What this task involves: All of the data below should be repeated exactly. Pictures should not be included.

Excerpted records:
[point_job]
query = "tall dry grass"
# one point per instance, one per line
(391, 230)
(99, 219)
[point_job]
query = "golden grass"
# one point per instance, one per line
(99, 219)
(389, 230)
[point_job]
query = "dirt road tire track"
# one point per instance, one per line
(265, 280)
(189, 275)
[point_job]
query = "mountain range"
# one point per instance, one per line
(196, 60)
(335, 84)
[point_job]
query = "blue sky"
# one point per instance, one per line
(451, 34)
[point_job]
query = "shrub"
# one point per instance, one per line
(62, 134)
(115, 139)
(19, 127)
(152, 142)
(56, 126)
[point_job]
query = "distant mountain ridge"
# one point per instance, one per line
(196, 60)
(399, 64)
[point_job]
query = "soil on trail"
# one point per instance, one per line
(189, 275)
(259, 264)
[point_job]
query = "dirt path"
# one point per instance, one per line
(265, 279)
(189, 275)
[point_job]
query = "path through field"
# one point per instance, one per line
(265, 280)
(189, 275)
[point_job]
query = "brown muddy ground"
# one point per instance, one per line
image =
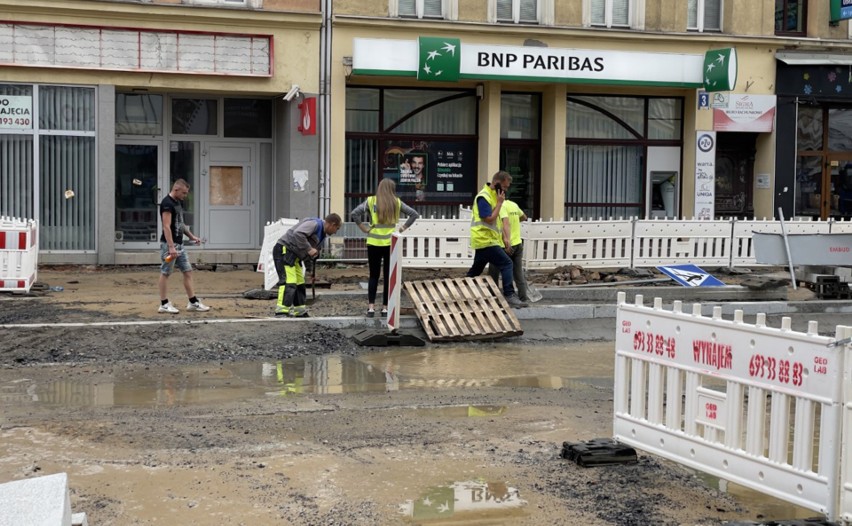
(346, 458)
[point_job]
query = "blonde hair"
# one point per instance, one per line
(387, 207)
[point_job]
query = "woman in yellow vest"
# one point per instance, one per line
(384, 210)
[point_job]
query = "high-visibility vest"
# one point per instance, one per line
(483, 234)
(380, 235)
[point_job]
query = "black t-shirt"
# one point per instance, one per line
(170, 204)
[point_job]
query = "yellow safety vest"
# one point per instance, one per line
(482, 234)
(380, 235)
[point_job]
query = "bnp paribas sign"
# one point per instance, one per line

Solved exercise:
[point_job]
query = "tall dry grass"
# one point per instance, one per line
(391, 230)
(99, 219)
[point_job]
query = "golden grass"
# one point per instance, one per line
(99, 219)
(389, 230)
[point_job]
query = "dirt road tire track"
# one point per instance, one per line
(265, 280)
(189, 275)
[point_job]
query = "mountain range"
# one point per instance, one per line
(196, 60)
(335, 84)
[point_job]
query = "blue sky"
# one point per instance, one per line
(451, 34)
[point_job]
query = "shrub"
# one point per instance, one per line
(62, 134)
(115, 139)
(19, 127)
(152, 142)
(56, 126)
[point_job]
query = "distant mountain ridge"
# one point per instance, one per line
(196, 60)
(399, 64)
[point_job]
query = "soil on trail"
# one point per instance, one per line
(189, 275)
(259, 264)
[point_job]
query = "dirt path"
# one point per instance, one per line
(265, 279)
(189, 275)
[point_job]
query = "path through field"
# one point per instance, one per line
(265, 280)
(189, 275)
[point_job]
query = "brown muddy ground"
# one point per instance, one per line
image =
(346, 458)
[point_job]
query = "blonde hair"
# one point per instance, one per line
(387, 207)
[point_job]
query = "woman in yellow vest"
# one point per instance, one per line
(384, 210)
[point_job]
query = "high-visibility vest"
# one point per instance, one per line
(483, 234)
(380, 235)
[point_job]
query = "black t-shirt"
# one point per instance, one per line
(170, 204)
[point_job]
query = "yellow safety vest"
# one point per instance, one per line
(482, 234)
(380, 235)
[point_job]
query = "bnp paribas sign"
# one point per instance, one per line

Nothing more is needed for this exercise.